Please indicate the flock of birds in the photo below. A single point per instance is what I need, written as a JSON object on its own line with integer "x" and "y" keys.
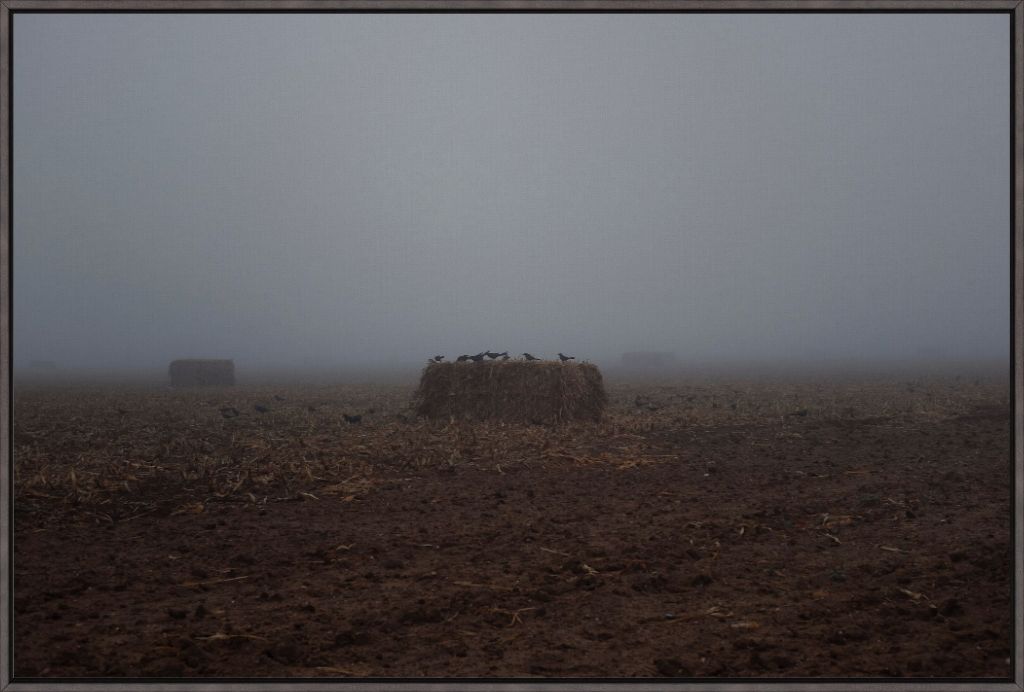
{"x": 504, "y": 355}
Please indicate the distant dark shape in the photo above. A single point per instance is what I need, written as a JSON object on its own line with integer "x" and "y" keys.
{"x": 202, "y": 373}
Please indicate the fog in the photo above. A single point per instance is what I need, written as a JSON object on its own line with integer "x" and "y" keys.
{"x": 316, "y": 190}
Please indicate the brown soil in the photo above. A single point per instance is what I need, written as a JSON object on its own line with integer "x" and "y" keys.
{"x": 678, "y": 538}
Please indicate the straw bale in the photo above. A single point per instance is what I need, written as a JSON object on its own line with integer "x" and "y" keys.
{"x": 202, "y": 373}
{"x": 513, "y": 391}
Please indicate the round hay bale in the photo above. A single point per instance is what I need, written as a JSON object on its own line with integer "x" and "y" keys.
{"x": 202, "y": 373}
{"x": 512, "y": 391}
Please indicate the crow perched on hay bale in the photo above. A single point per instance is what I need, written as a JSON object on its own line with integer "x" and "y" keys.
{"x": 201, "y": 373}
{"x": 514, "y": 391}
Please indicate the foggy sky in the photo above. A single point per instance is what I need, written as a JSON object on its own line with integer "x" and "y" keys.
{"x": 314, "y": 189}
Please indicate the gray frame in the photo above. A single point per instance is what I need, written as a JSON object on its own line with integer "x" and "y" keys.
{"x": 1013, "y": 7}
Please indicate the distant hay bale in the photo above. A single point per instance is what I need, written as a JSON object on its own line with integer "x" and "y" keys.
{"x": 202, "y": 373}
{"x": 512, "y": 391}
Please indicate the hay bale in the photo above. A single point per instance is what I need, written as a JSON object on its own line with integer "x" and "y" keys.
{"x": 202, "y": 373}
{"x": 513, "y": 391}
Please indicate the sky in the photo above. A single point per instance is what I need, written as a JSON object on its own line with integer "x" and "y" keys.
{"x": 324, "y": 189}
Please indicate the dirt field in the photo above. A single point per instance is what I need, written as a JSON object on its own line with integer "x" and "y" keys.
{"x": 826, "y": 528}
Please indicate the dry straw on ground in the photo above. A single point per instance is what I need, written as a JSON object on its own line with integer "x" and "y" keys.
--------------------------------------------------
# Problem description
Copy out the items from the line containing "Please indicate the dirt" through the end of the items, replacing "dry straw" with "loose straw" and keeping everything else the same.

# Exercise result
Please indicate the dirt field in the photo above. A single point per instance is what I need, written as a JSON object on its own line with integer "x" and "y" keys.
{"x": 826, "y": 528}
Please indicate the loose straw on ground in the photo above. A single point per instance is what I need, written as a JSON object on its own line with integer "x" and "y" keys.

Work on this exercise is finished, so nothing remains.